→ Document section:
The appeal was dismissed.

Despite the fact that there were multiple jobs available with the employer in sales in the period between Mr Kennedy being given notice and his dismissal, his employer made no efforts to identify any alternative employment. As such its approach was one which no reasonable employer would have taken.

In particular:

  • The HR department took no steps to help Mr Kennedy, other than telling him he could apply for jobs on the same basis as every other job applicant.
  • The employer took away his laptop and, with it, his access to the Intranet.
  • After his applications for several sales roles were rejected, the employer told him any further applications for sales roles would be unsuccessful as they questioned his motive in applying for them.
  • HR communicated with him via an email account he couldn’t access.
  • HR did not tell managers he was at risk of redundancy.

The tribunal was also unimpressed by a letter sent by internal email (which Mr Kennedy didn't receive as access had been removed), in which HR informed him that his applications for two sales roles would not be progressed as there were ‘some questions around your motivations for applying for a Sales role’ (which, on the tribunal’s conclusions appeared to have related to a desire to remain employed). The letter went on to say, ‘While we do not wish to deter you from applying for alternative roles within the group, the response will be consistent for other Sales related roles.’

Comment

This case does appear to place a higher burden on employers in circumstances where the case law beforehand suggested that giving access to vacancies is sufficient (other than when women are made redundant whilst on maternity leave, when the burden is much greater to take proactive steps.)

→ Tasks and exercises:
A. Retype from the case summary the passage starting with "The appeal was" and going on through "other job applicant.".
B. Using the case summary, answer these:
(i) What did the employer take away from Mr Kennedy, and what access went with it?
(ii) What reason did the HR letter give for not progressing his applications for two sales roles?
(iii) According to the comment, in what circumstance was the burden on employers already much greater to take proactive steps?

→ Information shown:
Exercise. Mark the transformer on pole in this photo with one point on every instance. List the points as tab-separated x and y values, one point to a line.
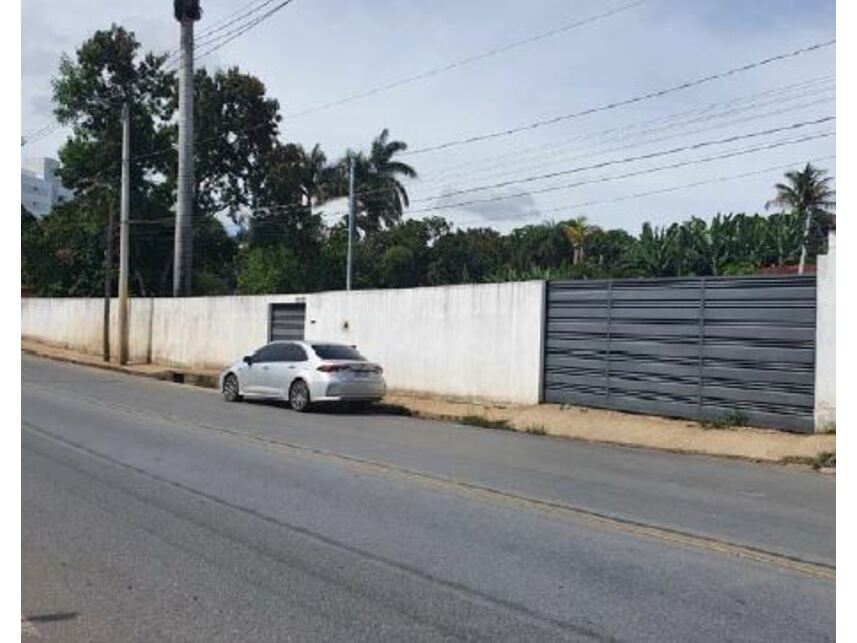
186	12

→ Outputs:
A.
The appeal was dismissed.

Despite the fact that there were multiple jobs available with the employer in sales in the period between Mr Kennedy being given notice and his dismissal, his employer made no efforts to identify any alternative employment. As such its approach was one which no reasonable employer would have taken.

In particular:

  • The HR department took no steps to help Mr Kennedy, other than telling him he could apply for jobs on the same basis as every other job applicant.

B.
(i) His laptop, and with it his access to the Intranet.
(ii) There were "some questions around your motivations for applying for a Sales role."
(iii) When women are made redundant while on maternity leave.